Aida said that punten is a traditional dish, popular among the Javanese community in Sabak Bernam, Selangor. It is similar to nasi impit (pressed rice), which is popular among the Malays especially during Aidilfitri celebrations or other festivals, although punten is said to be more savoury due to coconut milk and salt being added while preparing it, to enhance the taste.

“Punten, usually served with spicy sambal, is indeed according to Javanese taste, which is known for an affinity towards spicy delicacies. Hence, many customers of Javanese descent like to buy this dish at our shop. However, for some of them, it was the first time they were trying this punten.

“I sell punten because of its uniqueness compared with others. Usually, when you mention Javanese dishes, you will definitely think of nasi ambeng and lontong, among others. Therefore, we are trying to make a little difference,” she told Bernama recently.

She also added that soft-textured punten, when served with spicy side dishes, would definitely appeal to those who like spicy food.

Aida shared that it took her roughly 45 minutes to make punten, using rice mixed with coconut milk as the main ingredients.

“The cooked rice will be mixed with coconut milk and mashed to form an oval shape. For the green sambal, I only use blended chillies and onions. The level of spiciness is dependent on the amount of chillies used,” she said.

According to her, initially, the response to punten was a bit slow but after more than a year, it is increasingly in demand now, and sought after by various groups of people, not only from Ipoh but also from Sabak Bernam.

Aida added that the punten is sold for as low as RM4 for six pieces. She sells up to 40 servings a day, and demand is still good despite the COVID-19 pandemic.

She also hoped that, despite the passage of time and advancement of technology, punten will still be well-received by the younger generation.

**What this exercise asks**
(a) According to the punten article, roughly how long does it take Aida to make punten?
(b) Repeat the stretch of the punten article from "She also added" through "from Sabak Bernam.".
(c) Rewrite the paragraph of the punten article beginning "Aida said that punten is a traditional dish" as a short bulleted list that keeps its main facts.
The rows after this point are not needed.

**Dataset content**
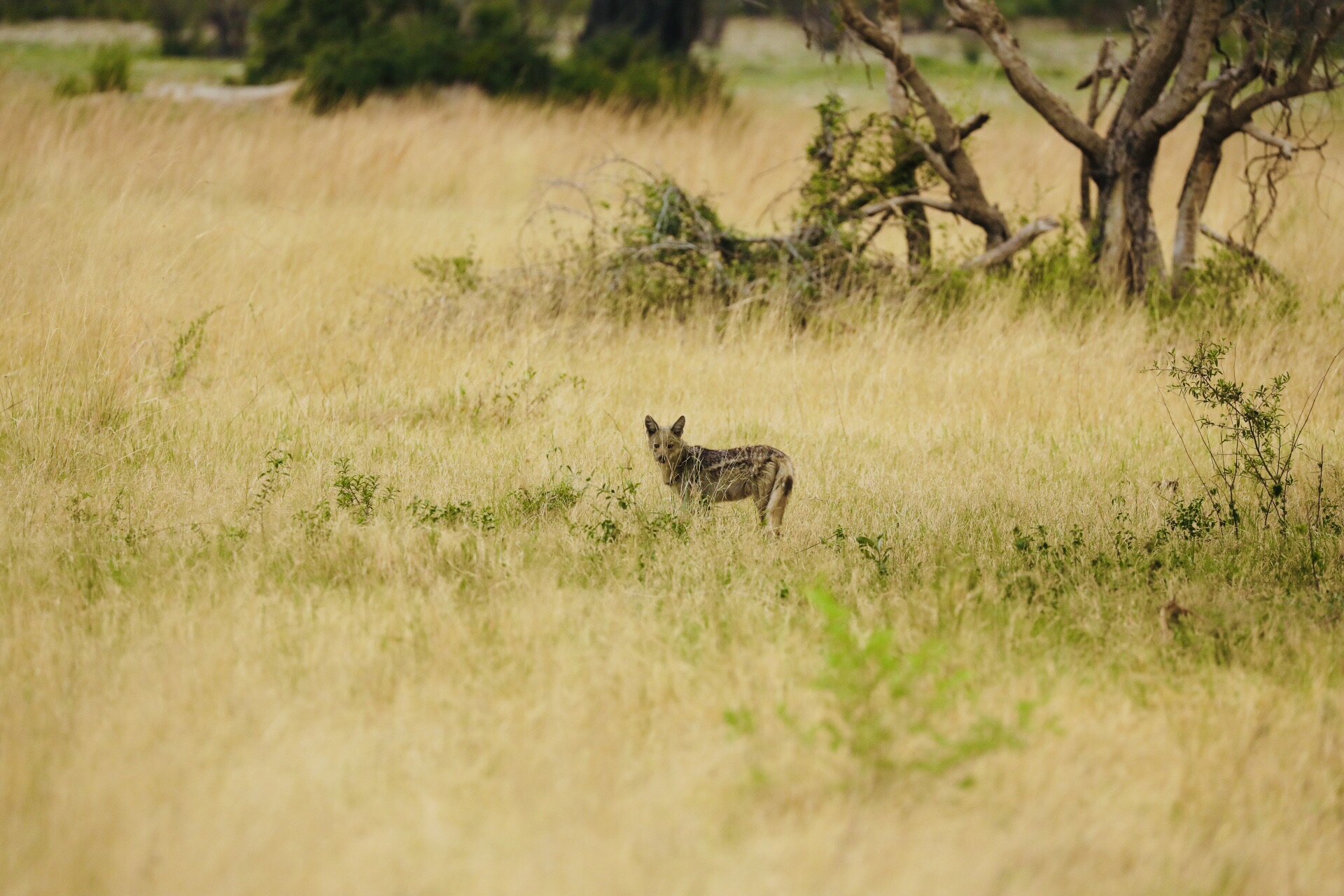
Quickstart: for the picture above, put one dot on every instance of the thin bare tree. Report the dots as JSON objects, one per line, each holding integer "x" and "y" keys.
{"x": 1281, "y": 55}
{"x": 1241, "y": 55}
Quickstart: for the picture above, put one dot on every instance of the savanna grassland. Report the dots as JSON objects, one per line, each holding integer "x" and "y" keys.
{"x": 318, "y": 577}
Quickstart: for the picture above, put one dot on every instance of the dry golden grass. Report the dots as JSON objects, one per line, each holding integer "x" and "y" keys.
{"x": 202, "y": 694}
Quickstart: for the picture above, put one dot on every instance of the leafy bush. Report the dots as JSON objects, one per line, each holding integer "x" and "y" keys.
{"x": 1247, "y": 437}
{"x": 620, "y": 67}
{"x": 347, "y": 51}
{"x": 70, "y": 85}
{"x": 111, "y": 69}
{"x": 897, "y": 710}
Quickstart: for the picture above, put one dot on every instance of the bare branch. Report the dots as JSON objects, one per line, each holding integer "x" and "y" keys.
{"x": 901, "y": 202}
{"x": 984, "y": 19}
{"x": 1152, "y": 66}
{"x": 1246, "y": 251}
{"x": 934, "y": 158}
{"x": 974, "y": 124}
{"x": 1190, "y": 85}
{"x": 1007, "y": 248}
{"x": 1285, "y": 147}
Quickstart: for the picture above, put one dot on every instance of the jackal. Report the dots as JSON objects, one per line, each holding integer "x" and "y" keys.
{"x": 757, "y": 472}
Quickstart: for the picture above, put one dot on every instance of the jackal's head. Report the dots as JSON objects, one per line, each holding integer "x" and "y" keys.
{"x": 667, "y": 445}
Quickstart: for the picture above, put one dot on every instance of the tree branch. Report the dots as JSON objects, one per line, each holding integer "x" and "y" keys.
{"x": 984, "y": 19}
{"x": 1246, "y": 251}
{"x": 1285, "y": 147}
{"x": 1007, "y": 248}
{"x": 901, "y": 202}
{"x": 1191, "y": 83}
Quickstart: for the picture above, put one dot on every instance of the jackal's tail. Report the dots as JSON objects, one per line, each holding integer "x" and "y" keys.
{"x": 780, "y": 492}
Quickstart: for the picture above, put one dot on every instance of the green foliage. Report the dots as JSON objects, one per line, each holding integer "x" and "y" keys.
{"x": 70, "y": 85}
{"x": 876, "y": 551}
{"x": 458, "y": 272}
{"x": 111, "y": 69}
{"x": 1246, "y": 437}
{"x": 616, "y": 66}
{"x": 897, "y": 710}
{"x": 186, "y": 349}
{"x": 428, "y": 514}
{"x": 350, "y": 50}
{"x": 358, "y": 492}
{"x": 672, "y": 245}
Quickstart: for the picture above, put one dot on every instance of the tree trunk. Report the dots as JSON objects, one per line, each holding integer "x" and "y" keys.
{"x": 675, "y": 24}
{"x": 1190, "y": 211}
{"x": 1124, "y": 238}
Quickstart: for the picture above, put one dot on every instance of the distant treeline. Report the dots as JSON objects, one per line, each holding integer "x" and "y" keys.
{"x": 29, "y": 10}
{"x": 920, "y": 13}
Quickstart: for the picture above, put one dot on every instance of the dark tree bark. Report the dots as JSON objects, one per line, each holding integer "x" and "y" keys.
{"x": 1168, "y": 78}
{"x": 675, "y": 24}
{"x": 948, "y": 155}
{"x": 1228, "y": 115}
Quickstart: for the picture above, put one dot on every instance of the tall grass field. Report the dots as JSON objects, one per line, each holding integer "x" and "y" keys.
{"x": 323, "y": 577}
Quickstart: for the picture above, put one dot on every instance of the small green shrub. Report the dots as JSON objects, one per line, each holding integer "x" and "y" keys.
{"x": 186, "y": 349}
{"x": 70, "y": 85}
{"x": 111, "y": 69}
{"x": 358, "y": 492}
{"x": 895, "y": 710}
{"x": 1247, "y": 440}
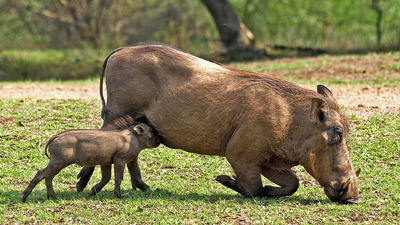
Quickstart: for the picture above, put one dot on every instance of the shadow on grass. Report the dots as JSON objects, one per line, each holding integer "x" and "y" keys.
{"x": 38, "y": 196}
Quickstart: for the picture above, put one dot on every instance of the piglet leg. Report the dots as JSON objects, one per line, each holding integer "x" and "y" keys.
{"x": 105, "y": 178}
{"x": 136, "y": 177}
{"x": 119, "y": 175}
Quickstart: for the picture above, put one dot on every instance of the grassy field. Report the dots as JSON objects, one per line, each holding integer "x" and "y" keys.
{"x": 184, "y": 189}
{"x": 183, "y": 185}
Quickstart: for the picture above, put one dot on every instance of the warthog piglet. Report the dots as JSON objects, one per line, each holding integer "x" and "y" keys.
{"x": 91, "y": 148}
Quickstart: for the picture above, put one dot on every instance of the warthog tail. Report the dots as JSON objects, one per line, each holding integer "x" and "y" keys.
{"x": 48, "y": 143}
{"x": 104, "y": 110}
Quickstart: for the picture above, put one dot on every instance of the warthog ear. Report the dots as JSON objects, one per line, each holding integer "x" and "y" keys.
{"x": 321, "y": 89}
{"x": 319, "y": 110}
{"x": 325, "y": 91}
{"x": 138, "y": 129}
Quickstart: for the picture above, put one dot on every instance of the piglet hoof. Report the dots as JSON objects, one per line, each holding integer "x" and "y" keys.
{"x": 92, "y": 192}
{"x": 117, "y": 194}
{"x": 51, "y": 196}
{"x": 226, "y": 181}
{"x": 143, "y": 186}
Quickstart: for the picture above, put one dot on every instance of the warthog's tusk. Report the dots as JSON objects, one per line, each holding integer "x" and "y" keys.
{"x": 346, "y": 184}
{"x": 358, "y": 172}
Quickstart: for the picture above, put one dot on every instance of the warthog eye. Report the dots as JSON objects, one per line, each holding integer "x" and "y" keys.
{"x": 338, "y": 131}
{"x": 336, "y": 135}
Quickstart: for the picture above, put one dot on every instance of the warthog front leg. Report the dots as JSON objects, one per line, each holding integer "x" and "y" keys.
{"x": 105, "y": 178}
{"x": 286, "y": 179}
{"x": 84, "y": 175}
{"x": 248, "y": 178}
{"x": 136, "y": 177}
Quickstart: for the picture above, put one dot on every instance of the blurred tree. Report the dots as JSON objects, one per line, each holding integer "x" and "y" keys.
{"x": 81, "y": 17}
{"x": 379, "y": 11}
{"x": 231, "y": 31}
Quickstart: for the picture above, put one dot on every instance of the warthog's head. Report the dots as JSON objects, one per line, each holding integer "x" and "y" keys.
{"x": 329, "y": 160}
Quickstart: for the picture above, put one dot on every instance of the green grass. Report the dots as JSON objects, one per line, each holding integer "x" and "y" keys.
{"x": 67, "y": 64}
{"x": 183, "y": 186}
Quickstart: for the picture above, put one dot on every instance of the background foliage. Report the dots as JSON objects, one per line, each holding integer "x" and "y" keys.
{"x": 334, "y": 24}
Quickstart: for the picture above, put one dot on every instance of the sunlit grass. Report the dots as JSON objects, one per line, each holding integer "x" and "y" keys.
{"x": 183, "y": 185}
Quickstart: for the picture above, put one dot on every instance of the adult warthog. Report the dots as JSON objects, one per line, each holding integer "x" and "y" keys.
{"x": 261, "y": 124}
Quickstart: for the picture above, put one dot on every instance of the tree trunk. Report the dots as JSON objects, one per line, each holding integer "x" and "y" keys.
{"x": 375, "y": 6}
{"x": 229, "y": 28}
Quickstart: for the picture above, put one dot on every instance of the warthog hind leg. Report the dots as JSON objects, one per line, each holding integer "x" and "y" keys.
{"x": 286, "y": 179}
{"x": 84, "y": 176}
{"x": 136, "y": 177}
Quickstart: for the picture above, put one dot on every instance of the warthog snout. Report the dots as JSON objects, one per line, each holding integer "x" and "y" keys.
{"x": 344, "y": 192}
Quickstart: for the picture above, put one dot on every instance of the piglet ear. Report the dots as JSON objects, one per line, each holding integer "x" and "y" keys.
{"x": 138, "y": 129}
{"x": 319, "y": 110}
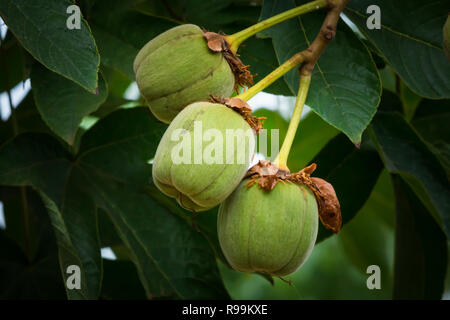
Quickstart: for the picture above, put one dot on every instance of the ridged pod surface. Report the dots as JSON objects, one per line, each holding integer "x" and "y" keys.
{"x": 177, "y": 68}
{"x": 201, "y": 186}
{"x": 271, "y": 232}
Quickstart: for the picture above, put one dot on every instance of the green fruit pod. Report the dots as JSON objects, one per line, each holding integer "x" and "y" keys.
{"x": 203, "y": 155}
{"x": 270, "y": 232}
{"x": 177, "y": 68}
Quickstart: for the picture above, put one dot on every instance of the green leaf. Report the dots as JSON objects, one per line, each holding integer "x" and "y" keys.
{"x": 260, "y": 56}
{"x": 42, "y": 30}
{"x": 345, "y": 87}
{"x": 274, "y": 121}
{"x": 410, "y": 39}
{"x": 172, "y": 259}
{"x": 431, "y": 122}
{"x": 352, "y": 172}
{"x": 62, "y": 103}
{"x": 12, "y": 62}
{"x": 405, "y": 153}
{"x": 26, "y": 119}
{"x": 214, "y": 15}
{"x": 313, "y": 134}
{"x": 369, "y": 238}
{"x": 420, "y": 248}
{"x": 39, "y": 161}
{"x": 29, "y": 280}
{"x": 115, "y": 53}
{"x": 112, "y": 172}
{"x": 410, "y": 101}
{"x": 116, "y": 286}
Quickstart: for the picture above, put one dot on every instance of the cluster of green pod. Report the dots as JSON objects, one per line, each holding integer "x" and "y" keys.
{"x": 259, "y": 231}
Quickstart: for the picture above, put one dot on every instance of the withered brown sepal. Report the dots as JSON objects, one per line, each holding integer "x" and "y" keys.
{"x": 218, "y": 43}
{"x": 267, "y": 175}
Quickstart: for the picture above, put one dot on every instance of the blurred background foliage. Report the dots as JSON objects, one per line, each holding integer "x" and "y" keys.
{"x": 404, "y": 153}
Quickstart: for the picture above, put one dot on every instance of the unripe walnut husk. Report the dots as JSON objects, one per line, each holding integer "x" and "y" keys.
{"x": 202, "y": 186}
{"x": 271, "y": 232}
{"x": 178, "y": 68}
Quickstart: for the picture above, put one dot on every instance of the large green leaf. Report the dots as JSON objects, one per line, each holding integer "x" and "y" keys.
{"x": 39, "y": 161}
{"x": 42, "y": 30}
{"x": 420, "y": 248}
{"x": 62, "y": 103}
{"x": 112, "y": 172}
{"x": 406, "y": 154}
{"x": 410, "y": 39}
{"x": 166, "y": 251}
{"x": 352, "y": 172}
{"x": 345, "y": 86}
{"x": 116, "y": 286}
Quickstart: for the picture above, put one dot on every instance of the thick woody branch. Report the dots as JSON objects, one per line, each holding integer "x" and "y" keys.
{"x": 326, "y": 34}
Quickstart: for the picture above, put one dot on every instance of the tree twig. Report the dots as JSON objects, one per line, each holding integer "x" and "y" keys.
{"x": 326, "y": 34}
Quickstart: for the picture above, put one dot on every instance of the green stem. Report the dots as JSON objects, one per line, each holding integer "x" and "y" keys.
{"x": 237, "y": 38}
{"x": 293, "y": 62}
{"x": 281, "y": 160}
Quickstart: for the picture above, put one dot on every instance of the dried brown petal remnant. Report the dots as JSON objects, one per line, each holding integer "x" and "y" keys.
{"x": 218, "y": 43}
{"x": 267, "y": 175}
{"x": 242, "y": 107}
{"x": 330, "y": 209}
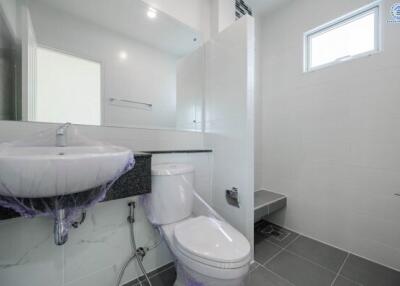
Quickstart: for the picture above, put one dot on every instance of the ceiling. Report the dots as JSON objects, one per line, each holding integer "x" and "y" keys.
{"x": 265, "y": 6}
{"x": 129, "y": 17}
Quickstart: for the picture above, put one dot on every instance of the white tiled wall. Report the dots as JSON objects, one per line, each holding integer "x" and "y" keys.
{"x": 203, "y": 164}
{"x": 331, "y": 137}
{"x": 229, "y": 130}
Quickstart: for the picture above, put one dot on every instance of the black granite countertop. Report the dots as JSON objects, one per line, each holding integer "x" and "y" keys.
{"x": 179, "y": 151}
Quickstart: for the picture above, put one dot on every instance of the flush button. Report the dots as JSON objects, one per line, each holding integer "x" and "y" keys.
{"x": 232, "y": 197}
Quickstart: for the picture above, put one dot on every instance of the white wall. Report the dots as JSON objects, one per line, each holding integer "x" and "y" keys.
{"x": 229, "y": 120}
{"x": 222, "y": 15}
{"x": 331, "y": 137}
{"x": 132, "y": 78}
{"x": 137, "y": 139}
{"x": 190, "y": 77}
{"x": 9, "y": 9}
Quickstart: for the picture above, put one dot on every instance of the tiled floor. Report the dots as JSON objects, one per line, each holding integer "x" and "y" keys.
{"x": 284, "y": 258}
{"x": 164, "y": 276}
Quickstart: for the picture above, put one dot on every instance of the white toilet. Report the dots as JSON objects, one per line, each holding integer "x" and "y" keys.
{"x": 209, "y": 252}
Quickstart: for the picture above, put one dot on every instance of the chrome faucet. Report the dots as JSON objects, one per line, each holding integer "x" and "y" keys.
{"x": 61, "y": 135}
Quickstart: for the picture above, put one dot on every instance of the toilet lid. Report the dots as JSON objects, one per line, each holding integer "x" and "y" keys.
{"x": 211, "y": 240}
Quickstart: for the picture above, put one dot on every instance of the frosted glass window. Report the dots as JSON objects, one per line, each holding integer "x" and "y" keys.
{"x": 352, "y": 36}
{"x": 68, "y": 89}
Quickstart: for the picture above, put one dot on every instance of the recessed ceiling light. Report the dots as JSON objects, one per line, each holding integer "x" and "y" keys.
{"x": 152, "y": 13}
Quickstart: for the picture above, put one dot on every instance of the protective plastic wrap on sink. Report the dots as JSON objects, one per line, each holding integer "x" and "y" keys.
{"x": 72, "y": 203}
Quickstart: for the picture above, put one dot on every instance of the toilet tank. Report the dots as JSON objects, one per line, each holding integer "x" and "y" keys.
{"x": 171, "y": 197}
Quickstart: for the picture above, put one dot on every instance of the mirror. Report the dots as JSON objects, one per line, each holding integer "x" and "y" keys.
{"x": 100, "y": 62}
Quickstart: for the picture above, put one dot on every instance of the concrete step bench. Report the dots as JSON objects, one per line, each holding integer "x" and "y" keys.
{"x": 266, "y": 203}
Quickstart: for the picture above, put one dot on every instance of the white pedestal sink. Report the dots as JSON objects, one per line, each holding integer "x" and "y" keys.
{"x": 35, "y": 170}
{"x": 39, "y": 172}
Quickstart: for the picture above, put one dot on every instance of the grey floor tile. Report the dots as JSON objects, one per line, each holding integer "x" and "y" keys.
{"x": 263, "y": 277}
{"x": 254, "y": 266}
{"x": 264, "y": 250}
{"x": 341, "y": 281}
{"x": 300, "y": 271}
{"x": 276, "y": 206}
{"x": 369, "y": 273}
{"x": 274, "y": 233}
{"x": 165, "y": 278}
{"x": 322, "y": 254}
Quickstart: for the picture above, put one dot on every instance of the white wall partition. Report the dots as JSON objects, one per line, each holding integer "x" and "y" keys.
{"x": 331, "y": 137}
{"x": 229, "y": 120}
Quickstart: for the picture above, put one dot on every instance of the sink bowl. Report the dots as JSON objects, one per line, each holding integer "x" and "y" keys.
{"x": 39, "y": 172}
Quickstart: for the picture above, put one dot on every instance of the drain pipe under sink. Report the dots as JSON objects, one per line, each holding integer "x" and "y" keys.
{"x": 137, "y": 253}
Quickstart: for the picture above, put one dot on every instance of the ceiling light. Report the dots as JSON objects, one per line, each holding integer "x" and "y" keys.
{"x": 123, "y": 55}
{"x": 152, "y": 13}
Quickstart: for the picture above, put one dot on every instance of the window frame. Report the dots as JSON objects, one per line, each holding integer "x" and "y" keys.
{"x": 372, "y": 8}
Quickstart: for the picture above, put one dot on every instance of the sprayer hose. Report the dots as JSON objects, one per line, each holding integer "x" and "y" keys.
{"x": 138, "y": 259}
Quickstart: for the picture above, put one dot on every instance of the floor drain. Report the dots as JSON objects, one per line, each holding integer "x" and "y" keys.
{"x": 272, "y": 231}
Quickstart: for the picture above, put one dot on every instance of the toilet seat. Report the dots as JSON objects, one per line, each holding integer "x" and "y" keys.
{"x": 211, "y": 242}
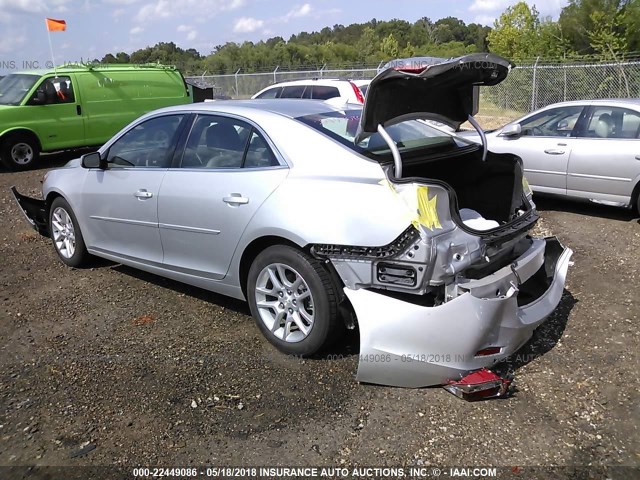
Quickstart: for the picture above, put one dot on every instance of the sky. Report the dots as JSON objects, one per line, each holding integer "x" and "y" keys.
{"x": 98, "y": 27}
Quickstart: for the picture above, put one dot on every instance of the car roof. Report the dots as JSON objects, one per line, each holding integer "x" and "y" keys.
{"x": 287, "y": 107}
{"x": 598, "y": 101}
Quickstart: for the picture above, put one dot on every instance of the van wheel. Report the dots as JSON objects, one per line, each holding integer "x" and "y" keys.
{"x": 19, "y": 151}
{"x": 293, "y": 300}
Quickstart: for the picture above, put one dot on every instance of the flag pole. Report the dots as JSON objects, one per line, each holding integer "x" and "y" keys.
{"x": 53, "y": 60}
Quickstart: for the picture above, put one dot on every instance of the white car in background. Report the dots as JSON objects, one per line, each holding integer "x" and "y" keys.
{"x": 317, "y": 89}
{"x": 586, "y": 149}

**Responses by item number**
(a) Roughly 45 minutes.

(b)
She also added that soft-textured punten, when served with spicy side dishes, would definitely appeal to those who like spicy food.

Aida shared that it took her roughly 45 minutes to make punten, using rice mixed with coconut milk as the main ingredients.

“The cooked rice will be mixed with coconut milk and mashed to form an oval shape. For the green sambal, I only use blended chillies and onions. The level of spiciness is dependent on the amount of chillies used,” she said.

According to her, initially, the response to punten was a bit slow but after more than a year, it is increasingly in demand now, and sought after by various groups of people, not only from Ipoh but also from Sabak Bernam.

(c)
- Punten is a traditional dish popular among the Javanese community in Sabak Bernam, Selangor.
- It is similar to nasi impit (pressed rice), which is popular among the Malays, especially during Aidilfitri and other festivals.
- Punten is said to be more savory because coconut milk and salt are added during preparation to enhance the taste.